From the entries that follow, report every line in which "white" occurs.

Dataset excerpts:
==================================================
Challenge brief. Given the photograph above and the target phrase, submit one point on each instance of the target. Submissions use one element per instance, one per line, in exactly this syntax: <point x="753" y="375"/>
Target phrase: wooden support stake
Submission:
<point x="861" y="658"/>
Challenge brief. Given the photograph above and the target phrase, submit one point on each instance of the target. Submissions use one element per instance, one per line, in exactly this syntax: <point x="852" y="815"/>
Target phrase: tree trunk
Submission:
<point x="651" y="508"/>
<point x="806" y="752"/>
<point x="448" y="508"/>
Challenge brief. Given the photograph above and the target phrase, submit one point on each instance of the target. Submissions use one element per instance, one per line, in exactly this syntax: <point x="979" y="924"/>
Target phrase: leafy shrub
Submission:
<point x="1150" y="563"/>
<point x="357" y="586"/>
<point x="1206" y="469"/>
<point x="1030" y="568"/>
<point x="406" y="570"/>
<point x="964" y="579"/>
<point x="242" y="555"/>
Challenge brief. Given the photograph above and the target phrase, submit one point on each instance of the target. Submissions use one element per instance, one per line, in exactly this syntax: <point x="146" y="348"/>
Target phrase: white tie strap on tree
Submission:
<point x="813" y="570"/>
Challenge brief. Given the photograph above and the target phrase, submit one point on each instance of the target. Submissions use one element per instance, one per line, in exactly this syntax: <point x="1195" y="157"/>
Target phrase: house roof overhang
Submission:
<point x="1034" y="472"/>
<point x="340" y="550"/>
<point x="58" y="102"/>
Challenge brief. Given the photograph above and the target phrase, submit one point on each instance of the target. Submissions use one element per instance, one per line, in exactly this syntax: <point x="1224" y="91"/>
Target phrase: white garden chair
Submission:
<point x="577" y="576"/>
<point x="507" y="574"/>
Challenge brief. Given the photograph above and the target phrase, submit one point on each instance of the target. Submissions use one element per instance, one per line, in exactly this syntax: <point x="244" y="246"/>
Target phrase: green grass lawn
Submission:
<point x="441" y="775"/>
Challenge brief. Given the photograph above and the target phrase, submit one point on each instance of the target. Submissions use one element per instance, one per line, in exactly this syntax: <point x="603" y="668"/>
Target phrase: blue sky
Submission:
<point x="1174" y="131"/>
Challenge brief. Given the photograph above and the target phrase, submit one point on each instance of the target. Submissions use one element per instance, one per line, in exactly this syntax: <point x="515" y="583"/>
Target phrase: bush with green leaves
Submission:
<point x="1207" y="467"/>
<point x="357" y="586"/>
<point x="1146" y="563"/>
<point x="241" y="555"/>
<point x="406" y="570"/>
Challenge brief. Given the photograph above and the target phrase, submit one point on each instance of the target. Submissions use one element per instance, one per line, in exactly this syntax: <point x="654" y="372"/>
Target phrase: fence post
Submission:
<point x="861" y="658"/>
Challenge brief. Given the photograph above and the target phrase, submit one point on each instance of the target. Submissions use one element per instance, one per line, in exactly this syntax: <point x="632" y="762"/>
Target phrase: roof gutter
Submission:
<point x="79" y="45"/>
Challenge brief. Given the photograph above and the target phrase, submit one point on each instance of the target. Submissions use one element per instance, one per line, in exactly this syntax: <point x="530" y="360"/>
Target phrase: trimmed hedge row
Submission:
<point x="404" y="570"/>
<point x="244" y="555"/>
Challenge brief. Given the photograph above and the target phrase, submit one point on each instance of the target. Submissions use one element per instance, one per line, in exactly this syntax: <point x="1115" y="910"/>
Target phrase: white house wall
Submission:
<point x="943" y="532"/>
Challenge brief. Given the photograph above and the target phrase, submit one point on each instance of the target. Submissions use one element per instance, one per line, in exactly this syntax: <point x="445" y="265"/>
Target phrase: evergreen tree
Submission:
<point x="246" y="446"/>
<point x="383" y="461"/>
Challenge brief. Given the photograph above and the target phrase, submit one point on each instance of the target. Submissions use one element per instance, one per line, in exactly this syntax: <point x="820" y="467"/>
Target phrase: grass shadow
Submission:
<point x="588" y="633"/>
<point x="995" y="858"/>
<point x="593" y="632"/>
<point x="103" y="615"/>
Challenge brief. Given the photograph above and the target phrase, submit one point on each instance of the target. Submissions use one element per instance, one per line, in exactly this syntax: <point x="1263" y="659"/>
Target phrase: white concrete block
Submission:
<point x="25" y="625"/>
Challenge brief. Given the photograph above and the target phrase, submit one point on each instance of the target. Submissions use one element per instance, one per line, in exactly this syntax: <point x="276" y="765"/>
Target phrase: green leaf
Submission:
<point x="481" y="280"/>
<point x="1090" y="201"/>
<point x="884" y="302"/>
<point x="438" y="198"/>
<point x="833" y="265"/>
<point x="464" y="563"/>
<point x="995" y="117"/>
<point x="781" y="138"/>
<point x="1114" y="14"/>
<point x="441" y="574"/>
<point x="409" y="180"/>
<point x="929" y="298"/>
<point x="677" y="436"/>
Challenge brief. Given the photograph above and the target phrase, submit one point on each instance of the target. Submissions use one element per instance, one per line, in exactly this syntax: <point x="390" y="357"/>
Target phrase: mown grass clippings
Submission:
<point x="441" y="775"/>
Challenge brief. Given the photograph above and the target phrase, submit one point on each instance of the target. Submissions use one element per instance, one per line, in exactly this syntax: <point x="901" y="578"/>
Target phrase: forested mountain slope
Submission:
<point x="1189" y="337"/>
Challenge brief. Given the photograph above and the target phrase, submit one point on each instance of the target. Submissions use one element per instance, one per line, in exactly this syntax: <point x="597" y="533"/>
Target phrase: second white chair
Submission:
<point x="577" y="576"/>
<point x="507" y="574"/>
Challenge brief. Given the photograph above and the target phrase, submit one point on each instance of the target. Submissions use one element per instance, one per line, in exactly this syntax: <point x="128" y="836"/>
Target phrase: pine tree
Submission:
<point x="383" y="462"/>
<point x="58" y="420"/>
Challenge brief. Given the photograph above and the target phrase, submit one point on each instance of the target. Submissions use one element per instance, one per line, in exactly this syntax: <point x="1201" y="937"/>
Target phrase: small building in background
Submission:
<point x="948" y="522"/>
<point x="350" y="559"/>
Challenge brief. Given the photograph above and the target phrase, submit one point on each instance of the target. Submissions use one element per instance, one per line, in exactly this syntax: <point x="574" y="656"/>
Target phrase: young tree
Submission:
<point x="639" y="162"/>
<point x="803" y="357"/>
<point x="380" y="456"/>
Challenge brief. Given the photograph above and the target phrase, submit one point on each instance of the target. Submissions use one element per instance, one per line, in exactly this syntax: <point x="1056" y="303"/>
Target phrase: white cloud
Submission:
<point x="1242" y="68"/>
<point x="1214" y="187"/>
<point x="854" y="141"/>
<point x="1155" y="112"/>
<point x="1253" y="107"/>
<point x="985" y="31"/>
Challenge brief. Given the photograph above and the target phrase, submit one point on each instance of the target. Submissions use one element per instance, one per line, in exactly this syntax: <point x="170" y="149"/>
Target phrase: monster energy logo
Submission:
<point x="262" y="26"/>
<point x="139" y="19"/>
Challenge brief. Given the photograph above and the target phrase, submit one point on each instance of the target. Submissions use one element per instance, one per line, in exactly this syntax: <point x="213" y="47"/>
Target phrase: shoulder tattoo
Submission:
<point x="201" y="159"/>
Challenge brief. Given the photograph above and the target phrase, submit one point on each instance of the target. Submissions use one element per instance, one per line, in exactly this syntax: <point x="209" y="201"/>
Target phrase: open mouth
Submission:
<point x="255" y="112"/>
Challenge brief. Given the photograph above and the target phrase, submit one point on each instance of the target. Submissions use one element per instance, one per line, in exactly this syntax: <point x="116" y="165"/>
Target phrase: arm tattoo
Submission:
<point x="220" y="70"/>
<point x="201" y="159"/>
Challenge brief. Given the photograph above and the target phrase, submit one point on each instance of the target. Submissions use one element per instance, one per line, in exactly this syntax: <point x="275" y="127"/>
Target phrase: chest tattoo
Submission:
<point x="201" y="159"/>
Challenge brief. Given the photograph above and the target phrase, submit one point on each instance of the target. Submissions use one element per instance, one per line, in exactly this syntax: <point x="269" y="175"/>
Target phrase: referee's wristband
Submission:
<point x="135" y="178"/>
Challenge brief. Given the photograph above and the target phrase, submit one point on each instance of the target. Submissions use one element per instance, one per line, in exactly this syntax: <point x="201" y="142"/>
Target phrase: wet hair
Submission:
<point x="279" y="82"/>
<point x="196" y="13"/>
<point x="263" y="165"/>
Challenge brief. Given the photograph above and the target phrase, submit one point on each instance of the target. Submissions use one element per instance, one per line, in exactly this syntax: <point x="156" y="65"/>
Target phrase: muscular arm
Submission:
==================================================
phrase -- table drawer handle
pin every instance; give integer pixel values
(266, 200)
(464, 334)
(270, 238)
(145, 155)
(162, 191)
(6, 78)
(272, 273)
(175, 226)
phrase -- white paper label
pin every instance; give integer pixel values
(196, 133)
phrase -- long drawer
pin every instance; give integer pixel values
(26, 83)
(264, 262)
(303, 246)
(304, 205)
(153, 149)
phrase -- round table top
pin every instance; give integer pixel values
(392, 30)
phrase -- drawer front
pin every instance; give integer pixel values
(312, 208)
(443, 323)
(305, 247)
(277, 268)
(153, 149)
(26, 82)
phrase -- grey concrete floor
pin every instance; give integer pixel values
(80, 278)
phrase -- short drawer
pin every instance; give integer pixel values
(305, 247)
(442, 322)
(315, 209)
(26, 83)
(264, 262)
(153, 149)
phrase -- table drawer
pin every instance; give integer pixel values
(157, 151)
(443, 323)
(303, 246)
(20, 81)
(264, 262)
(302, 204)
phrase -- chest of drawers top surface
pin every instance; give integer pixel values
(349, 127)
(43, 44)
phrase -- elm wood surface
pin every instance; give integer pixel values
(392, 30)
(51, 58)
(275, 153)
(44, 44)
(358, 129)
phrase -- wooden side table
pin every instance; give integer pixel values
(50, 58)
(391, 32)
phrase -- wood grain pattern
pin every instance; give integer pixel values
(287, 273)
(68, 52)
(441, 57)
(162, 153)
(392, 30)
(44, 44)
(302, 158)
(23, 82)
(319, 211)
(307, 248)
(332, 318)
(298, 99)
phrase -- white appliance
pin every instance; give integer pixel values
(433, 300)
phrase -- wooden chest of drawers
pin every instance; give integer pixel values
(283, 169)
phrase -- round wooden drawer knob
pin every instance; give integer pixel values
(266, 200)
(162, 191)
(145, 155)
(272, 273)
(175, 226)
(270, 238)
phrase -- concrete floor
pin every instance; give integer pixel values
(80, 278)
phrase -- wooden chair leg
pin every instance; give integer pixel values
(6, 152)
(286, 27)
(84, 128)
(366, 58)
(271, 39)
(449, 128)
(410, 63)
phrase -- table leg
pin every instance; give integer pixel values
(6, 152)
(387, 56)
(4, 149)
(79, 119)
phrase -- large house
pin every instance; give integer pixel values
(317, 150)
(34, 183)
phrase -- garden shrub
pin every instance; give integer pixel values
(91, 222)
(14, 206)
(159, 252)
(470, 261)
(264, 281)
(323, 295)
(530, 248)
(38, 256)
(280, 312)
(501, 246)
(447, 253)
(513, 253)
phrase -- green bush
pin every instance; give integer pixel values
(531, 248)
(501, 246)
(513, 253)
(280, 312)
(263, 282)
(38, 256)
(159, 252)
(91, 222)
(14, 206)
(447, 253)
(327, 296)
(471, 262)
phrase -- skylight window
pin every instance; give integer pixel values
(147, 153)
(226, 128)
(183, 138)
==================================================
● OUTPUT FOR THIS EXERCISE:
Target phrase: white tie strap on tree
Target phrase: white garden chair
Target phrase: white house wall
Target phrase: white concrete block
Target phrase: second white chair
Target phrase: white cloud
phrase -- white paper label
phrase -- white appliance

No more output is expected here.